▶ **Material provided**
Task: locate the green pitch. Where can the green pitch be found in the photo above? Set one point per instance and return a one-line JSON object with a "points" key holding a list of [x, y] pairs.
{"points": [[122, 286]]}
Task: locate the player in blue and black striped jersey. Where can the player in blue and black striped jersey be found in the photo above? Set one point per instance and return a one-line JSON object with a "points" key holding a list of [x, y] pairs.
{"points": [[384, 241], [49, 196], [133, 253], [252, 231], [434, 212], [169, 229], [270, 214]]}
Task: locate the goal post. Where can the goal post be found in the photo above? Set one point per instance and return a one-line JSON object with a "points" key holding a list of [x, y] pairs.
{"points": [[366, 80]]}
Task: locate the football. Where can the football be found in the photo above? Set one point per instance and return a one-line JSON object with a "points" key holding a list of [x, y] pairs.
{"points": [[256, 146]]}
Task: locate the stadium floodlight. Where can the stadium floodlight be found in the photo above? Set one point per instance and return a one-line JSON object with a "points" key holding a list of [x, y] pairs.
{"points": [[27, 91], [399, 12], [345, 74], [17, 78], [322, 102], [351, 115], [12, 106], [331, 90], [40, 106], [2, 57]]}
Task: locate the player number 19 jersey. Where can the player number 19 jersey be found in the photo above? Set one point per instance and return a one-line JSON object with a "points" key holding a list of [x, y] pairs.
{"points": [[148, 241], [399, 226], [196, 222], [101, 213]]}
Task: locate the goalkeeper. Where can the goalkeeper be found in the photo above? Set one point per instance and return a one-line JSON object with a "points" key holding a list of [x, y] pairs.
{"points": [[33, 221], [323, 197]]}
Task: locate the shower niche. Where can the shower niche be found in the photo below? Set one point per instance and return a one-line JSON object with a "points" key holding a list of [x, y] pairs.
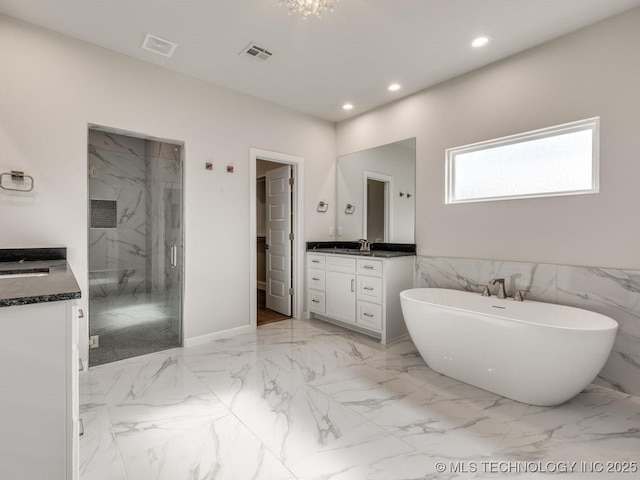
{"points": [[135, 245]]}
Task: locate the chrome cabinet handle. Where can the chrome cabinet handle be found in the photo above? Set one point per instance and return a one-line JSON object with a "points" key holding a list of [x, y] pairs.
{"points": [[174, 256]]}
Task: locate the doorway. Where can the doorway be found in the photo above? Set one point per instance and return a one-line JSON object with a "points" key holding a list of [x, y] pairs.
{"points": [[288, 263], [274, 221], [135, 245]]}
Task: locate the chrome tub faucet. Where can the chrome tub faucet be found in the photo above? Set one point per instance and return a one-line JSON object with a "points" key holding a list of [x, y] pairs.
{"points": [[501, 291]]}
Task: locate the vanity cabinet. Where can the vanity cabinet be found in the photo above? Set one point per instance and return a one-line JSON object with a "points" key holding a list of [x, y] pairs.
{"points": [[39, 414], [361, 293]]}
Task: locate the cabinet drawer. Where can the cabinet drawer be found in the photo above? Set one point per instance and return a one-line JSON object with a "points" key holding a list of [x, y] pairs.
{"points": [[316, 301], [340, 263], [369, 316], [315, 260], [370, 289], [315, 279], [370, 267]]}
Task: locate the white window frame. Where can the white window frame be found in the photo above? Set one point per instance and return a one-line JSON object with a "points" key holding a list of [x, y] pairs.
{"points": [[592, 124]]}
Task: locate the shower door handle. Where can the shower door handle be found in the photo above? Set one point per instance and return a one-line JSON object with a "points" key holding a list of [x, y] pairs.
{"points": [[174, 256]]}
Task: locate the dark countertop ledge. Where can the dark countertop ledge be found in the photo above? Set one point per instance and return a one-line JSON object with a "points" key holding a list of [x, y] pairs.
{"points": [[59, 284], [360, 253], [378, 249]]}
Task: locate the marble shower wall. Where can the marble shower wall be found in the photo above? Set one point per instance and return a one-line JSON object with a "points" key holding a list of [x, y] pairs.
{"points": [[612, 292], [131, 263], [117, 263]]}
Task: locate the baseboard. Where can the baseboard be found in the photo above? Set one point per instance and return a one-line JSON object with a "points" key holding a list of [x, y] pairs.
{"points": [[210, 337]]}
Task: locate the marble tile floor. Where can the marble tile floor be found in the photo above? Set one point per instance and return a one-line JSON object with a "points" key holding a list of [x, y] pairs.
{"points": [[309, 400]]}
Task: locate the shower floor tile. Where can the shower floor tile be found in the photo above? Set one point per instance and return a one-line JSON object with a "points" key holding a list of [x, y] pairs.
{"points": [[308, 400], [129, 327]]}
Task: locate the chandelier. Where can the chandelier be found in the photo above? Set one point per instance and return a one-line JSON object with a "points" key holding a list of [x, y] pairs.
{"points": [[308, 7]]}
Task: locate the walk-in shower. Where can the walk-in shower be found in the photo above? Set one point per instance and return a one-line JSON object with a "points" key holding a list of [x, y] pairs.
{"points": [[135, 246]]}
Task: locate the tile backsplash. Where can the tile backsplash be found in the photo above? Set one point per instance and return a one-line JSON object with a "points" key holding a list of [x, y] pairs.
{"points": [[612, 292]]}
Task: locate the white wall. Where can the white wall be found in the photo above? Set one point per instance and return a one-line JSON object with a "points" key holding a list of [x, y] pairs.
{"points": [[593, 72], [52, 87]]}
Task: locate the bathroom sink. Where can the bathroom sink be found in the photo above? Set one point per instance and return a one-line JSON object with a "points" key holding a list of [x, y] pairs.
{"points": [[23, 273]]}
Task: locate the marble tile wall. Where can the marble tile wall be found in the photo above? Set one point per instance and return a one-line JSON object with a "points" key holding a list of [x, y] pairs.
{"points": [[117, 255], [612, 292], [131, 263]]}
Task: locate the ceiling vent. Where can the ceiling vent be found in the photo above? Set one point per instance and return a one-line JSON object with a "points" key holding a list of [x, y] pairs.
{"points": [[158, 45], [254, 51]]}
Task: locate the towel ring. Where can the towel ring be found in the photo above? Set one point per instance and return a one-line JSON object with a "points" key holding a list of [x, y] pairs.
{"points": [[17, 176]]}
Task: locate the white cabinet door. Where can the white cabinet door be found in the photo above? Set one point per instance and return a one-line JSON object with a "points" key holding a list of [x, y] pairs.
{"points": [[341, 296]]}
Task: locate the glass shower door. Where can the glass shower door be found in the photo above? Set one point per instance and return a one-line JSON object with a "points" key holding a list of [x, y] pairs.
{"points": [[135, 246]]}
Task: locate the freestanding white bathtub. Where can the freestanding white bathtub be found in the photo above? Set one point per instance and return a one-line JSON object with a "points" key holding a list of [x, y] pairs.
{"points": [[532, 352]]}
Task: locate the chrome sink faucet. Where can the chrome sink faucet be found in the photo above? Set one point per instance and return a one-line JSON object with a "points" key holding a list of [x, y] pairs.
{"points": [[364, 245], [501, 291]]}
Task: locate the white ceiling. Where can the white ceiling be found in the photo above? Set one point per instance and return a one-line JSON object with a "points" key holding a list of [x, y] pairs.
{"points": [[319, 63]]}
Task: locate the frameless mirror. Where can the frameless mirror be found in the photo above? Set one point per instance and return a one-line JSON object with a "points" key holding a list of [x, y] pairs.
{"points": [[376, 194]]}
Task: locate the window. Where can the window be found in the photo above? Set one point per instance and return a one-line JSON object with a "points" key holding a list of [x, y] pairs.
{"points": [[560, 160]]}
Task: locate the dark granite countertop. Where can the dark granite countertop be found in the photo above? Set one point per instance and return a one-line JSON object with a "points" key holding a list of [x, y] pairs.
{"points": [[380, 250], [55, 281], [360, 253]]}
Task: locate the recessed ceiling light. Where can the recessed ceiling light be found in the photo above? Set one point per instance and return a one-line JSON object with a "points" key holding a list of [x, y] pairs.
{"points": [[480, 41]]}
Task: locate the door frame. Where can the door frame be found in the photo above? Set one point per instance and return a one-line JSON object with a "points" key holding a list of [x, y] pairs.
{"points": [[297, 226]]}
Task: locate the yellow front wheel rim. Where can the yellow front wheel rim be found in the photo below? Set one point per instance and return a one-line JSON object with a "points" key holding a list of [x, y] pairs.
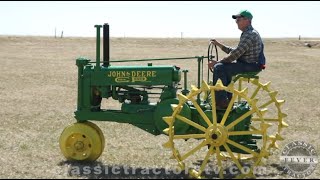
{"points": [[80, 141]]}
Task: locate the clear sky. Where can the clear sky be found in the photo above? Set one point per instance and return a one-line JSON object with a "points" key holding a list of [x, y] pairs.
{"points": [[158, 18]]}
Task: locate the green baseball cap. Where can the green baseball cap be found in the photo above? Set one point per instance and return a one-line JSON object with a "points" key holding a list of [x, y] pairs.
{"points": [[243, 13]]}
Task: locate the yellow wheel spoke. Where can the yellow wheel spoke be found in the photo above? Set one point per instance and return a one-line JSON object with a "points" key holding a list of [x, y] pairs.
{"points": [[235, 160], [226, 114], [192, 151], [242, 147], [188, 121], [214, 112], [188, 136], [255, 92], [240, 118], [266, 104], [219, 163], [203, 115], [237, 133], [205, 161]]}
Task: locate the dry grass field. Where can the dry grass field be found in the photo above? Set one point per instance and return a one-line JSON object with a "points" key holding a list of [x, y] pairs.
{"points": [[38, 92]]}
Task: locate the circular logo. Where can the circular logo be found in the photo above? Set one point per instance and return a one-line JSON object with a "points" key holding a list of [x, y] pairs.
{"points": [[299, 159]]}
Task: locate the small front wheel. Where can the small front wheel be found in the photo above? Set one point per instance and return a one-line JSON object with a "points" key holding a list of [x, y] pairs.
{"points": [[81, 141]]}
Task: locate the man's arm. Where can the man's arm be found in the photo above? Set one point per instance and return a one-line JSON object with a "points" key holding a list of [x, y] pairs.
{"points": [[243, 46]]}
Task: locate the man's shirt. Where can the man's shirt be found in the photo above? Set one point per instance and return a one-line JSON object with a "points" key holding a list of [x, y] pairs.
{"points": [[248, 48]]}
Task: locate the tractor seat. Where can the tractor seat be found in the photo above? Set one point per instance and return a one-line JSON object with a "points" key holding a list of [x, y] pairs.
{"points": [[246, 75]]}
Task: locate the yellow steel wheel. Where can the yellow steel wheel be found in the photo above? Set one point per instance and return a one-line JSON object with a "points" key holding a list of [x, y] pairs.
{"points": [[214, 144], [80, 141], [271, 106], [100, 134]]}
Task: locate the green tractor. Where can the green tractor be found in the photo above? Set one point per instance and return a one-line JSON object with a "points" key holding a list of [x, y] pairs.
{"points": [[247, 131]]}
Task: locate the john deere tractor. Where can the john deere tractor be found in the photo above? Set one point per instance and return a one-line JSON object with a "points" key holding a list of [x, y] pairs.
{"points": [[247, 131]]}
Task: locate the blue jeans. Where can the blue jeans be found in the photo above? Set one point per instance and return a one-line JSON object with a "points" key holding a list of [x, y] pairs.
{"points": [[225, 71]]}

...

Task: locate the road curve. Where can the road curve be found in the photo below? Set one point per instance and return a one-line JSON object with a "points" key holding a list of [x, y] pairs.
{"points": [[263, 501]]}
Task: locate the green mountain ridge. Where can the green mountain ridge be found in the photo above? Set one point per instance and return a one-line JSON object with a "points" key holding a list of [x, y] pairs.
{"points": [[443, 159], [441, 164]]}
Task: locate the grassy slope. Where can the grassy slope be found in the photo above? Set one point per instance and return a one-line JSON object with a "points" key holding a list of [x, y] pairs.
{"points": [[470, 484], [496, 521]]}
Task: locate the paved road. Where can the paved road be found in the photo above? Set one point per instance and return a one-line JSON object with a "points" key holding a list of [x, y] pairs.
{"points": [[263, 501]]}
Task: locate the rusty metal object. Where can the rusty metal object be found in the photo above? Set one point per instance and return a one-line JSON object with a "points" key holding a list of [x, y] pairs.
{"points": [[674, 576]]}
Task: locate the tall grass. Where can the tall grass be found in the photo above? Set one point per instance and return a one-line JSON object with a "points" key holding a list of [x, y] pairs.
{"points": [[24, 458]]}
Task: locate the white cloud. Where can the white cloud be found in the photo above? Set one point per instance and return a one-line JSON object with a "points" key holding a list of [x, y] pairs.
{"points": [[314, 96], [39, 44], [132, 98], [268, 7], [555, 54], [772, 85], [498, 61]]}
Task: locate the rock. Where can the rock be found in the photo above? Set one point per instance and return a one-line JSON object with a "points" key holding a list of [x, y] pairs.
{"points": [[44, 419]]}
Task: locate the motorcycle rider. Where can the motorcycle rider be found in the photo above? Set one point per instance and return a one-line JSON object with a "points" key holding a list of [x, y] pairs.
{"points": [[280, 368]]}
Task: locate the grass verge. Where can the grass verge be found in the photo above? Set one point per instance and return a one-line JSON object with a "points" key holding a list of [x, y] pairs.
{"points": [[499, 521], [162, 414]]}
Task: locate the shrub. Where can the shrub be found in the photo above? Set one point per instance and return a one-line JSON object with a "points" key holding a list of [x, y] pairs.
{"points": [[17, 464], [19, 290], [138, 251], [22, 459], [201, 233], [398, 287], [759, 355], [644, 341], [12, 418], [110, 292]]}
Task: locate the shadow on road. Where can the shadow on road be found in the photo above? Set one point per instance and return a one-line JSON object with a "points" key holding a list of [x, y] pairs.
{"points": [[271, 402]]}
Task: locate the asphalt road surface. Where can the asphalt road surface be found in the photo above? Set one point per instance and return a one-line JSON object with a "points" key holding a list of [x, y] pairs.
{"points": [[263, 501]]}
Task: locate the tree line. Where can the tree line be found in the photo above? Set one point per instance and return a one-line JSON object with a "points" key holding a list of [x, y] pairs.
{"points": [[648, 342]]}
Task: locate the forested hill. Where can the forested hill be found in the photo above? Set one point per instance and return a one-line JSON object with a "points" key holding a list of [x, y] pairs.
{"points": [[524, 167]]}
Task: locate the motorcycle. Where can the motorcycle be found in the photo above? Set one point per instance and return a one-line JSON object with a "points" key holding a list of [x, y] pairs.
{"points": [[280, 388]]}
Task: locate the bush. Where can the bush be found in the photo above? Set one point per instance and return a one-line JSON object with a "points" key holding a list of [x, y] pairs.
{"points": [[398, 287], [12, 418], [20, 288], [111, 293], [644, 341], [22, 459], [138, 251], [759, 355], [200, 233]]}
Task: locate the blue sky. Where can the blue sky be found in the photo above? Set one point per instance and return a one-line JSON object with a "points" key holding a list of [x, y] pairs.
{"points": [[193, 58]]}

▶ **Exercise aim**
Report each line in the records above that contains the word "jersey", copying every such line in full. Case counts, so match the word's capitalization.

▶ **Exercise output**
Task: locate the player in blue and black striped jersey. Where can the player in blue and black striped jersey be found in the photo above? Set one point per instance and return a one-line JSON object with a "points" key holding a list of [x, y] pairs.
Task: locate the player number 19 jersey. Where can the player number 19 jersey be found in the photo above? Set one point per instance and return a one-line JSON object with a "points" key holding a list of [x, y] pairs.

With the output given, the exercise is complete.